### DO THIS
Reproduce word for word the part of the items that opens with the line containing "point: paved road" and closes with the line containing "column 906, row 359", both lines included, and nothing else.

....

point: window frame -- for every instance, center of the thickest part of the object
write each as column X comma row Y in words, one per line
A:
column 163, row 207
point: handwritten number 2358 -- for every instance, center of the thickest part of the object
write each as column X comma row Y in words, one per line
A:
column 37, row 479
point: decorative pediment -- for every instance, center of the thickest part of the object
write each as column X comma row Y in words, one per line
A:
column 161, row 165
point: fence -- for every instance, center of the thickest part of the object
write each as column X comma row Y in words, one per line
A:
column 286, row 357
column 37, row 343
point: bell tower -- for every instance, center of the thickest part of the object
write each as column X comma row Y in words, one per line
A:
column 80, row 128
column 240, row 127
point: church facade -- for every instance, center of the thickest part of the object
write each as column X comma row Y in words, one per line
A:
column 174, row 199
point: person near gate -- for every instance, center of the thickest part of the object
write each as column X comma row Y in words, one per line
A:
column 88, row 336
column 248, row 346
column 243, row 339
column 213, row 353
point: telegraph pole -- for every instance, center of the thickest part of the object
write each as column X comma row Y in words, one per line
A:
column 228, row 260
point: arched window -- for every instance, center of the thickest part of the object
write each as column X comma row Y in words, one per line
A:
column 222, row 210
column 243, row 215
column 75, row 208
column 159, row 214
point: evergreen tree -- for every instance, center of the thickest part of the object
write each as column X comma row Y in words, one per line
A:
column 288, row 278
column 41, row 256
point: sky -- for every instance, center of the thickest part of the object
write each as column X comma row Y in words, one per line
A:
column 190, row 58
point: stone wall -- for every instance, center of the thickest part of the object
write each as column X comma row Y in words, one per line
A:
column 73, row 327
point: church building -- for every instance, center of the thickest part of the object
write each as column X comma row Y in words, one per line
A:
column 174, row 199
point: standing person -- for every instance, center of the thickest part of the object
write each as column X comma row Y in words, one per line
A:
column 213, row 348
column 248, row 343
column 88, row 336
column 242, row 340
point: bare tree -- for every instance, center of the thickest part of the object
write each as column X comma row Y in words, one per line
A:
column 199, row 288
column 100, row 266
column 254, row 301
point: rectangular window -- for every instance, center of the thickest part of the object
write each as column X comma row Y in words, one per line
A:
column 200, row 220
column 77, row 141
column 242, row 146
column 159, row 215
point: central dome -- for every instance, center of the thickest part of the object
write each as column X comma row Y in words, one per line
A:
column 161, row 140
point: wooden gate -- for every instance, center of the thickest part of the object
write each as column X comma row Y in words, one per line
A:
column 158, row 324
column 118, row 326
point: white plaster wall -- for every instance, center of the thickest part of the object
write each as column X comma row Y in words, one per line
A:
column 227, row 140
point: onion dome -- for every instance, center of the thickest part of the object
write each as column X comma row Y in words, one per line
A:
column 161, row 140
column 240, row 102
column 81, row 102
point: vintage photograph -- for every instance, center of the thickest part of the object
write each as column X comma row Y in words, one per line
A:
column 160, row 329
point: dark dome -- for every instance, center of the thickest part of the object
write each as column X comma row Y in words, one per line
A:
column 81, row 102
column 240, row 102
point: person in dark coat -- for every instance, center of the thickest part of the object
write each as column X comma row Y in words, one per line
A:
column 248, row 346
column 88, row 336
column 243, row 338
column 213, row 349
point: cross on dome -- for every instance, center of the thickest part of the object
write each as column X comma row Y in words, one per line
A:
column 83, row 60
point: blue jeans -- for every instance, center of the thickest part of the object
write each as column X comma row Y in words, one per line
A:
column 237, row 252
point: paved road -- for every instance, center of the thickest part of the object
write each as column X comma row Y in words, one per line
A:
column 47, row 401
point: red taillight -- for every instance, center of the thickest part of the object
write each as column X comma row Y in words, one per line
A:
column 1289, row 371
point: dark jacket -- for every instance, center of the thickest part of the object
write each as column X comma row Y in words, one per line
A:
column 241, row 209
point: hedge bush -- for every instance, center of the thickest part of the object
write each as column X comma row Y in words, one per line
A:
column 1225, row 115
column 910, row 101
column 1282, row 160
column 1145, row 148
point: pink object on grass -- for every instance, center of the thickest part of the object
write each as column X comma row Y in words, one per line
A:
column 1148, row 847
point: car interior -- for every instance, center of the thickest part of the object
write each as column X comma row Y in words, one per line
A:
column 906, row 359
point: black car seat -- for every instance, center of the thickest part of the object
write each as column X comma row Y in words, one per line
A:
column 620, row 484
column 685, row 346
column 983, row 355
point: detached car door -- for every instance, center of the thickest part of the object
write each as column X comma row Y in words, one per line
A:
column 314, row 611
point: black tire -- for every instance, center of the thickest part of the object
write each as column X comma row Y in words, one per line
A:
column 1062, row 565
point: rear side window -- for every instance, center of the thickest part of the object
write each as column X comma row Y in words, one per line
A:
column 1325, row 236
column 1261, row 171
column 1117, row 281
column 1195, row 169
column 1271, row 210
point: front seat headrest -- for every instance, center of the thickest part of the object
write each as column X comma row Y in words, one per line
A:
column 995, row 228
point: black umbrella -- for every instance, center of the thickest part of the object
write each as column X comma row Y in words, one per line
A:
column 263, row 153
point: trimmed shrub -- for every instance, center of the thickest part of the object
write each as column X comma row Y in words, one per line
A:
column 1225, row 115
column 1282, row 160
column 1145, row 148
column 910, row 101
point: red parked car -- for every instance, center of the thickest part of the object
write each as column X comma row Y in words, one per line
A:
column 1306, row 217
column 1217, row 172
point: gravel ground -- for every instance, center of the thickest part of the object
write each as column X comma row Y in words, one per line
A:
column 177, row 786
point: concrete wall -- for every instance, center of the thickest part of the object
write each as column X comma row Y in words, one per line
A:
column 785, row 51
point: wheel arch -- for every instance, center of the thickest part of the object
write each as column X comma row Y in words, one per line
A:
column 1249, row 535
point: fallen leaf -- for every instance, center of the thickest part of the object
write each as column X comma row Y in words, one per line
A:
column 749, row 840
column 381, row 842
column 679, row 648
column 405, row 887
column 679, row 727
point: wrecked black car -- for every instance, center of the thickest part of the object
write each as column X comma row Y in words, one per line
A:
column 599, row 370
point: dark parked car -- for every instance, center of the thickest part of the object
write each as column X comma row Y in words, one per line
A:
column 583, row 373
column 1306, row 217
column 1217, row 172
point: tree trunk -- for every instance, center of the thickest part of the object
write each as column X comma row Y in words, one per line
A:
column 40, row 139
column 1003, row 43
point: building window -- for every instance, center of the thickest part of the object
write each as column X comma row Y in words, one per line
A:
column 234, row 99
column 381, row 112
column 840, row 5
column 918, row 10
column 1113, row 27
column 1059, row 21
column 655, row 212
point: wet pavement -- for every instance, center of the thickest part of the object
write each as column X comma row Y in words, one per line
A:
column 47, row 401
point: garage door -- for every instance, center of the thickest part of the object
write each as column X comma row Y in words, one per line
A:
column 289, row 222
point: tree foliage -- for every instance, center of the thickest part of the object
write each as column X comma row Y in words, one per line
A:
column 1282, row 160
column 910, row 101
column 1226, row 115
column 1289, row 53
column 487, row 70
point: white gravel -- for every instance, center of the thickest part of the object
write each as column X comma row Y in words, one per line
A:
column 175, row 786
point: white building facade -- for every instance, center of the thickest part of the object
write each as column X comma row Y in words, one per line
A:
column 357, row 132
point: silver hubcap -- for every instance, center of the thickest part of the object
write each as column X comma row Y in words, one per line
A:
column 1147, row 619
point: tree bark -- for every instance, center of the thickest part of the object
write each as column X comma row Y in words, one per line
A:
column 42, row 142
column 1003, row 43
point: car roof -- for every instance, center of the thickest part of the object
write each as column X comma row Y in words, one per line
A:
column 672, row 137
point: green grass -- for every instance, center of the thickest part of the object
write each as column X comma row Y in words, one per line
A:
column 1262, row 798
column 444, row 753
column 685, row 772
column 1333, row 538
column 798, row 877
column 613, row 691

....

### COMPLETED EXERCISE
point: paved road -- for every instance, center of the thickest part of the object
write each as column X comma row Y in words, one per line
A:
column 47, row 401
point: red taillight -- for every instance, center of the thickest part of the object
write each as column X comma row Y in words, one per line
A:
column 1289, row 371
point: dark jacket -- for every instance, center of the thickest part of the object
write each as column X comma row Y in words, one per line
A:
column 241, row 209
point: hedge bush -- for every instance, center of the thickest part of the object
write each as column X comma row Y in words, one per line
A:
column 1225, row 115
column 910, row 101
column 1282, row 160
column 1145, row 148
point: pink object on grass -- for every instance, center of the thickest part of the object
write each as column X comma row Y in words, one per line
A:
column 1148, row 847
point: car interior -- for every instance, center of the thickest part of the object
write each as column X comma row Y in words, one per line
A:
column 906, row 359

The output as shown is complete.